*** SELECTED EXTRACT Section Begins ***

Runtime: 86 minutes
Directors: Beth Levinson, Jerry Risius
By Joan Amenn
As a supporter of the Seattle International Film Festival (siff.net), I was delighted to attend their inaugural “celebration of all things documentary,” DocFest this year. None of the films I saw affected me as deeply as “Storm Lake” (2021), the story of a family run newspaper in a small Midwestern American town.
The Cullens are a juggernaut of unwavering dedication to their beloved “Storm Lake Times.” Their ringleader, editor Art Cullen, won a Pulitzer Prize in 2017. Given that those things aren’t exactly easy to come by, it’s no surprise that there is an atmosphere of quiet professionalism and eager curiosity buzzing in their little newsroom as they huddle over their computers. Directors Beth Levinson and Jerry Risius don’t try to lead us on a wild chase after the Times reporters as they break a huge scandal. Instead, we get a more devastating, more movingly intimate look at how the human relationships of family members and local business owners are affected by larger events such as the Democratic Primary of 2020 and the outbreak of COVID-19.
Iowa is an agricultural state and the town of Storm Lake is no different than many others in feeling the economic toll of corporate farming as small, family run farms are unable to compete in the marketplace. The newspaper business is similar as the film states early on that one in four newspapers have folded in the last fifteen years. The Cullens are determined not to become part of that statistic and “Storm Lake” is a tribute to their gritty singlemindedness but it is also a warning of what the US as a whole stands to lose if the slow extinction of local newspapers continues.

*** SELECTED EXTRACT Section Ends ***
*** GIVEN RECORDS Section Begins ***

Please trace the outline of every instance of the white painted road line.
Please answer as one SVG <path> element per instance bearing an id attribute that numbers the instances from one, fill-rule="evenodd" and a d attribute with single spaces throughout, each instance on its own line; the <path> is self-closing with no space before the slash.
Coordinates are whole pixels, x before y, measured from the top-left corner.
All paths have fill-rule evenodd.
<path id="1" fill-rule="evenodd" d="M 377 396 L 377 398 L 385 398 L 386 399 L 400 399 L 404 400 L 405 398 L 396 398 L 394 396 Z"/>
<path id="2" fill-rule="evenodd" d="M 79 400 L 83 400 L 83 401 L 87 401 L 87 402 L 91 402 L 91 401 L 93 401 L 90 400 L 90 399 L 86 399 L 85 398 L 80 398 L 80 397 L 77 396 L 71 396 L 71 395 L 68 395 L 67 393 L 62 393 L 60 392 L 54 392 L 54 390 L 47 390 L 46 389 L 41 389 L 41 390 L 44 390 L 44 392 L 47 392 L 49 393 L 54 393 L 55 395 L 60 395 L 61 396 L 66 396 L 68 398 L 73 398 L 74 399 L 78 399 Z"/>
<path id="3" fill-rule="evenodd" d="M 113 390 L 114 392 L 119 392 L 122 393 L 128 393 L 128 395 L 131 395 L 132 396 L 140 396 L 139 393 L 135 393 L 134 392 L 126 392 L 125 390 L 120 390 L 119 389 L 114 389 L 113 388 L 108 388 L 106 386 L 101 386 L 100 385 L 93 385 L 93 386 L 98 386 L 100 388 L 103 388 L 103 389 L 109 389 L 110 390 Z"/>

*** GIVEN RECORDS Section Ends ***

**WHAT TO WORK ON:**
1. Decide whether each statement agrees with the review, answering yes or no and quoting the words that settle it: (a) Art Cullen won a Pulitzer Prize in 2017. (b) The film follows the Times reporters as they break a huge scandal. (c) The film says one in three newspapers have folded in the last fifteen years.
2. List every individual person named in the review by full name.
The data excerpts are separate material, unrelated to the review.

**TASK SOLUTIONS:**
1.
(a) Yes: "Their ringleader, editor Art Cullen, won a Pulitzer Prize in 2017."
(b) No: "Directors Beth Levinson and Jerry Risius don’t try to lead us on a wild chase after the Times reporters as they break a huge scandal."
(c) No: "the film states early on that one in four newspapers have folded in the last fifteen years."

2. Beth Levinson, Jerry Risius, Joan Amenn, Art Cullen